Entries supplied:
-.-.-

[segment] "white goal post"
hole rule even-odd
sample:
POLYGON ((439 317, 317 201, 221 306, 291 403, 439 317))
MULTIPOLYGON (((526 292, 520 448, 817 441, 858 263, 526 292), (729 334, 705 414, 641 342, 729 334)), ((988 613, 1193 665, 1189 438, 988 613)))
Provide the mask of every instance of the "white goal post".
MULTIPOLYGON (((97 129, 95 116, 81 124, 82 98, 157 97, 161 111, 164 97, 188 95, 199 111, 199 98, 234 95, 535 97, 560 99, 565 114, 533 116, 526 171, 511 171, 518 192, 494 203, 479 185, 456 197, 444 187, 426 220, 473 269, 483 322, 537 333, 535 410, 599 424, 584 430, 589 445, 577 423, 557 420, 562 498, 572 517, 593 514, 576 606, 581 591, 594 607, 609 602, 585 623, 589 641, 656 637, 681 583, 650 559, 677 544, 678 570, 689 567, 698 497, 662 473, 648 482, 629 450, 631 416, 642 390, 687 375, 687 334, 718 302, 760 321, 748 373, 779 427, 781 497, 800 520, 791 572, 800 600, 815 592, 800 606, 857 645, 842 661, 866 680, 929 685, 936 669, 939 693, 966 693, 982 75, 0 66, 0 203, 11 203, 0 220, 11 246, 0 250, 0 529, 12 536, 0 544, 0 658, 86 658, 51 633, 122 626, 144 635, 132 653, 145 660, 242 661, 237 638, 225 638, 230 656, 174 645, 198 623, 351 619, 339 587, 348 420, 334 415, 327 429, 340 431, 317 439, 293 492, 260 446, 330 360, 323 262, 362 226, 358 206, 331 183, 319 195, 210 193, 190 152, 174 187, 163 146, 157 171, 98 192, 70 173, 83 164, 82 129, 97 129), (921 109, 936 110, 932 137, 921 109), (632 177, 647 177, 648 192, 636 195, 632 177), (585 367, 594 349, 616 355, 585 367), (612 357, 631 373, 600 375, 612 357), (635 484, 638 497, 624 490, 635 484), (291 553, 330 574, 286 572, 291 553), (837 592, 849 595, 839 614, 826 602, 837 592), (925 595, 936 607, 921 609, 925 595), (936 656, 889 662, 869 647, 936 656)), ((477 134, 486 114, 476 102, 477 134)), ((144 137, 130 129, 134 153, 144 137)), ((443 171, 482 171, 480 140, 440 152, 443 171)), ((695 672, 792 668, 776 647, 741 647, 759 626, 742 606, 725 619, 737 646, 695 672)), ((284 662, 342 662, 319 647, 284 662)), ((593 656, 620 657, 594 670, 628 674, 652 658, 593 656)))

-.-.-

Task instructions: Return every line of the listing above verbatim, with no changes.

Task result:
[segment] "white goal post"
hole rule even-odd
sample:
POLYGON ((439 317, 317 201, 221 306, 291 403, 439 317))
MULTIPOLYGON (((526 292, 520 448, 817 441, 858 263, 526 292), (729 334, 705 414, 641 342, 729 334)), ((988 613, 1193 665, 1189 438, 988 613)))
Provide the mask of every instance of the "white goal post".
MULTIPOLYGON (((97 129, 95 116, 81 124, 82 98, 157 97, 161 111, 164 97, 188 95, 199 111, 199 98, 234 95, 535 97, 560 99, 565 114, 533 116, 526 171, 511 171, 518 192, 494 203, 479 185, 456 197, 444 187, 426 220, 473 269, 483 322, 537 333, 535 410, 599 424, 584 430, 589 445, 577 423, 557 420, 562 498, 572 517, 593 514, 576 606, 581 591, 594 607, 609 602, 585 623, 589 641, 656 637, 681 583, 650 559, 677 544, 678 570, 689 567, 698 497, 662 473, 648 482, 629 450, 631 416, 642 390, 687 375, 687 334, 718 302, 760 321, 748 373, 779 427, 781 497, 800 520, 791 572, 800 600, 815 592, 800 606, 857 645, 842 661, 866 680, 929 685, 936 669, 939 693, 966 693, 982 75, 0 66, 0 203, 11 203, 0 220, 11 246, 0 250, 0 529, 12 536, 0 544, 0 658, 86 658, 51 633, 122 626, 144 635, 132 653, 145 660, 242 661, 237 638, 225 638, 230 656, 174 645, 198 623, 351 619, 339 587, 348 420, 334 415, 327 429, 340 431, 317 439, 293 492, 260 446, 330 360, 323 262, 362 226, 358 206, 331 183, 319 195, 210 193, 190 152, 174 187, 163 146, 157 171, 98 192, 70 173, 83 164, 82 129, 97 129), (921 109, 936 110, 932 137, 921 109), (632 177, 647 177, 648 192, 636 195, 632 177), (585 367, 594 349, 616 355, 585 367), (612 357, 631 373, 600 375, 612 357), (635 484, 638 497, 624 490, 635 484), (291 553, 330 574, 286 572, 291 553), (837 592, 849 595, 839 614, 826 602, 837 592), (925 595, 936 607, 921 609, 925 595), (936 656, 889 662, 869 647, 936 656)), ((477 134, 486 114, 476 102, 477 134)), ((144 137, 130 129, 134 153, 144 137)), ((443 171, 482 171, 480 140, 440 152, 443 171)), ((695 672, 792 668, 776 647, 741 647, 759 626, 742 606, 725 619, 737 646, 695 672)), ((284 662, 342 662, 319 647, 284 662)), ((593 656, 620 657, 594 670, 628 674, 652 658, 593 656)))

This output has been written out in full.